=== Begin Enclosure ===

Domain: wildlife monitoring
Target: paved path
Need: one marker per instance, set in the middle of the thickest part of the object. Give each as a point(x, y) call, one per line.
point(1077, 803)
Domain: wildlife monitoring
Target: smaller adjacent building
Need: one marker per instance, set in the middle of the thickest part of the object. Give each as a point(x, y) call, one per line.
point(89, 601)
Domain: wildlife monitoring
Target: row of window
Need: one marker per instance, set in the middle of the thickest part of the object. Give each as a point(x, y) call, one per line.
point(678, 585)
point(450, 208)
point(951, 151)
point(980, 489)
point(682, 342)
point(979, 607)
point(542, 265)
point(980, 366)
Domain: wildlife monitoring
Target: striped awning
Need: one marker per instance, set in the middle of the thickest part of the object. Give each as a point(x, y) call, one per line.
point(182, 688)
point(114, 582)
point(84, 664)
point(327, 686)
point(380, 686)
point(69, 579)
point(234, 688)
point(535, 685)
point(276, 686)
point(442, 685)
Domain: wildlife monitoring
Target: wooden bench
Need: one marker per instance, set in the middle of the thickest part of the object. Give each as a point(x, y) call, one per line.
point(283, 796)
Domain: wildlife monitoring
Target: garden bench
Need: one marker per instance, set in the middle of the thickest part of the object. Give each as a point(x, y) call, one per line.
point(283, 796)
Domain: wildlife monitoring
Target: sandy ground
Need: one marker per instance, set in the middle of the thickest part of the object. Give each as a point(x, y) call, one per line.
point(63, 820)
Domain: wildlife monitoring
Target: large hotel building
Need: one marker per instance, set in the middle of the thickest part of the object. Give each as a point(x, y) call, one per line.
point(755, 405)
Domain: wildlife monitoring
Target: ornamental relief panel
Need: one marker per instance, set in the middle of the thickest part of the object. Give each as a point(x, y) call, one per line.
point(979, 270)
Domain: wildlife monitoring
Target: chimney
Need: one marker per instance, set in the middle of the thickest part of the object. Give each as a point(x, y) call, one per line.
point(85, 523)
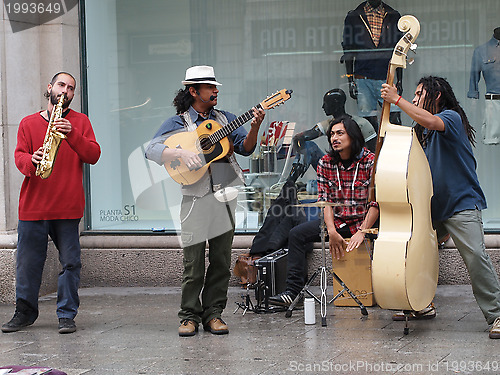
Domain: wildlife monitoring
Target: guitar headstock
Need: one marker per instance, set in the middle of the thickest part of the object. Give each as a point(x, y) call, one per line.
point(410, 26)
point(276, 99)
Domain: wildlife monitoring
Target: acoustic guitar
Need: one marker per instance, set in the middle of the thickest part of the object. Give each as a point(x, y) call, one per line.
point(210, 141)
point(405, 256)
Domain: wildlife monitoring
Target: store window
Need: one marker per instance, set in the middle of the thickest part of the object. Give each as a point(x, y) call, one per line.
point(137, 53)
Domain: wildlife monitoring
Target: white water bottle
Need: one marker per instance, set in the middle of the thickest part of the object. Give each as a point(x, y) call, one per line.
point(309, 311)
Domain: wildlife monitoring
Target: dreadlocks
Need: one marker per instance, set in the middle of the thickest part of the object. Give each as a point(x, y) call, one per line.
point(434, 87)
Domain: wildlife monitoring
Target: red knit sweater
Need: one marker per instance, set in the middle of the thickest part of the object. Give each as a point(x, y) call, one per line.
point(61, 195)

=== End Enclosure ===
=== Begin Enclosure ===

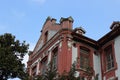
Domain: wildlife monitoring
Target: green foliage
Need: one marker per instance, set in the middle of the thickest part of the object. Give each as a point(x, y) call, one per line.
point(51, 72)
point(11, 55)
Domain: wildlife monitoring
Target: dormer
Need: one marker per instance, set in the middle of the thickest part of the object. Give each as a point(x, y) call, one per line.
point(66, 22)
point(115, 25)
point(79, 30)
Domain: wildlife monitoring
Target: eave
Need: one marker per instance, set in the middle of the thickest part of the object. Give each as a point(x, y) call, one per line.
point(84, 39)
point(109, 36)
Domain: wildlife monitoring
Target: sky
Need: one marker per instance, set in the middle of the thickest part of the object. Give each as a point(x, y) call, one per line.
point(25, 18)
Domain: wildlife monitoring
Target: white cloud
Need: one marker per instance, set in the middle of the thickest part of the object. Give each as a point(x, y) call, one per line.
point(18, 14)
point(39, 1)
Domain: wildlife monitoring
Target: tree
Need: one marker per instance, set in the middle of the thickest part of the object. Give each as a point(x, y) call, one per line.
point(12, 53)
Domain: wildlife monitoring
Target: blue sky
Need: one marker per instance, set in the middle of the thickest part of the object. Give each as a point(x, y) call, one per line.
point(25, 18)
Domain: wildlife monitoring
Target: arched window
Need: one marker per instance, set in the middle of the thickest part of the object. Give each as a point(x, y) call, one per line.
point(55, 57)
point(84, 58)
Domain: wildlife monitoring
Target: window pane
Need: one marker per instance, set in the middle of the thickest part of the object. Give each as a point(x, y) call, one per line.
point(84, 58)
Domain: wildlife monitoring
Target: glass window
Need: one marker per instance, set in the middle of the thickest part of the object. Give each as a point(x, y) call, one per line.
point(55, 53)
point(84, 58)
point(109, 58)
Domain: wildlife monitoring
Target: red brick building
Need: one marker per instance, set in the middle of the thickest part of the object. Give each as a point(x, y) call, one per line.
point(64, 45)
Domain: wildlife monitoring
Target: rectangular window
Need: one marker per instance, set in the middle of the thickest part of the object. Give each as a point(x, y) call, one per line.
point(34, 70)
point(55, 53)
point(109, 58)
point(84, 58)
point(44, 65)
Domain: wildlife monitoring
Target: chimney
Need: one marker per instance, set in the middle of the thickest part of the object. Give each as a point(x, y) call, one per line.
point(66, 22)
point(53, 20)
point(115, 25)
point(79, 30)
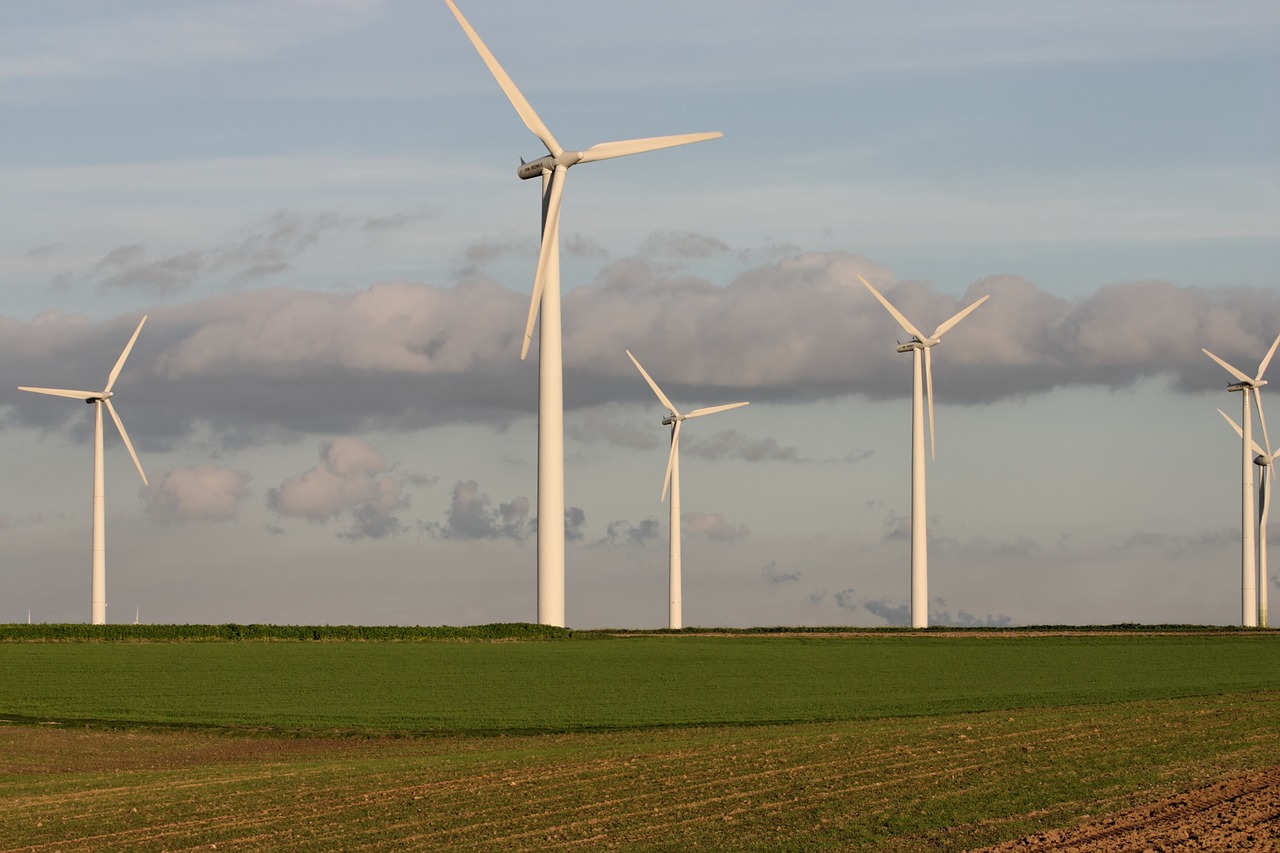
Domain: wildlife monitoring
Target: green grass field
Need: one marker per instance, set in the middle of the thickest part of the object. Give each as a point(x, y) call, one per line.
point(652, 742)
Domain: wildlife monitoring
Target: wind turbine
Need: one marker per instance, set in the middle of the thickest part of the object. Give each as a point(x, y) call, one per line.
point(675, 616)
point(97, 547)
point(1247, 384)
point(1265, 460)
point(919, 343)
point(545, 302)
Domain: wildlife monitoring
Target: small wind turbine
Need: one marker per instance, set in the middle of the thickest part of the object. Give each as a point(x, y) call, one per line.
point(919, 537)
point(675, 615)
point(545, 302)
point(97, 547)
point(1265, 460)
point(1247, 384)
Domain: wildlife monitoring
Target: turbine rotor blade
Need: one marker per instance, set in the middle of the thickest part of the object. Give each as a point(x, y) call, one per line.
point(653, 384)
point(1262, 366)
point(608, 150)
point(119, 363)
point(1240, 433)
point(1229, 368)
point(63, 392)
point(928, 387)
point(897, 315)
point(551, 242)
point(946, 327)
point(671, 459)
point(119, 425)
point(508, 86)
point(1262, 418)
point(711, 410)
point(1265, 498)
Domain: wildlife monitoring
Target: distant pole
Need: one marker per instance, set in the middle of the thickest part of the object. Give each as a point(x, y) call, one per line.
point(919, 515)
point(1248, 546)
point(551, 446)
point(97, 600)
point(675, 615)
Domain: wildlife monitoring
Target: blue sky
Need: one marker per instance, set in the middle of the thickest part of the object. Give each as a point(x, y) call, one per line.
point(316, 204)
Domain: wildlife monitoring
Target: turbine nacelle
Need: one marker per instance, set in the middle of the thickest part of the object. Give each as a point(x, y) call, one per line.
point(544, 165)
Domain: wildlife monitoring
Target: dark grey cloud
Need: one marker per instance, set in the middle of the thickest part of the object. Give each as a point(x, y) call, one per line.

=== End Enclosure ===
=== Begin Enclosure ===

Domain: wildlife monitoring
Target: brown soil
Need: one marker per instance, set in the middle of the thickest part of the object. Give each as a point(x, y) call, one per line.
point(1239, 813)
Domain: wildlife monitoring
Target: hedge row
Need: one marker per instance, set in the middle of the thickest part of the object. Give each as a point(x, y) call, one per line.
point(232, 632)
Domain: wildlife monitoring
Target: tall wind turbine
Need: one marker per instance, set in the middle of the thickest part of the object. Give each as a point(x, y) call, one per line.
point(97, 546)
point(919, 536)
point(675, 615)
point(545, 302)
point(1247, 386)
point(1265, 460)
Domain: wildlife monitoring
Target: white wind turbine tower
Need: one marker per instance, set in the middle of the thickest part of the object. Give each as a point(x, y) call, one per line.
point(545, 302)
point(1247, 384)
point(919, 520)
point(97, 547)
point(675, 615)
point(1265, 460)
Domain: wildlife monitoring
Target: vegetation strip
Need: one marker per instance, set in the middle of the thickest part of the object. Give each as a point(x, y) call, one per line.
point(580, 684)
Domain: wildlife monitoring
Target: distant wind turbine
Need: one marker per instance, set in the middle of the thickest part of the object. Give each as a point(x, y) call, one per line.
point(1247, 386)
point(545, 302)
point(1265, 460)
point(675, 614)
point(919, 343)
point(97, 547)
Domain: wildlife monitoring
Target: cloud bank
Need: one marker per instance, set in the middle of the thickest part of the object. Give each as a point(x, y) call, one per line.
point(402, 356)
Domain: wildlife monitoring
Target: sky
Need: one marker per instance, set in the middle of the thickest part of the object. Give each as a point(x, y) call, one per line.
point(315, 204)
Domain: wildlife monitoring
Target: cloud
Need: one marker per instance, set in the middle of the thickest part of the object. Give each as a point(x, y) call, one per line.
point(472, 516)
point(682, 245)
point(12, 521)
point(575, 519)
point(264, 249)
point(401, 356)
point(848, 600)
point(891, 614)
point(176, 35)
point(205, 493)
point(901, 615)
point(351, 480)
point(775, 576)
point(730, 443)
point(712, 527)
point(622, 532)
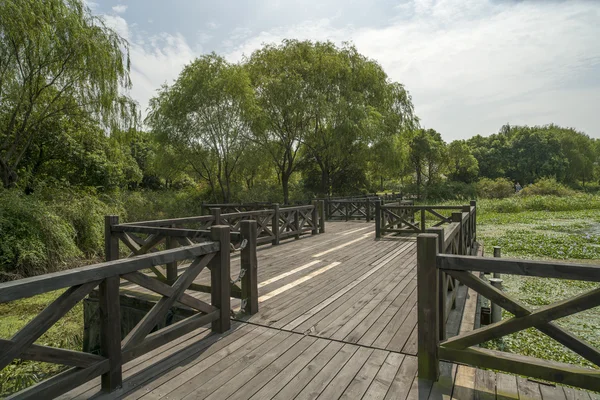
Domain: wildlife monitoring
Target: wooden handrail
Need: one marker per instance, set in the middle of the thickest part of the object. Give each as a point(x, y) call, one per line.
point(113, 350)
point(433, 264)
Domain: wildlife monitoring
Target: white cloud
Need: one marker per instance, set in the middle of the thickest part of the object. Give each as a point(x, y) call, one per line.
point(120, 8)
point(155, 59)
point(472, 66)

=== End Enclosure ===

# Work to be completed
Extract every line of the records above that contains the word "white".

# Finished exercise
Target: white water bottle
Target: white cloud
Target: white wind turbine tower
Target: white cloud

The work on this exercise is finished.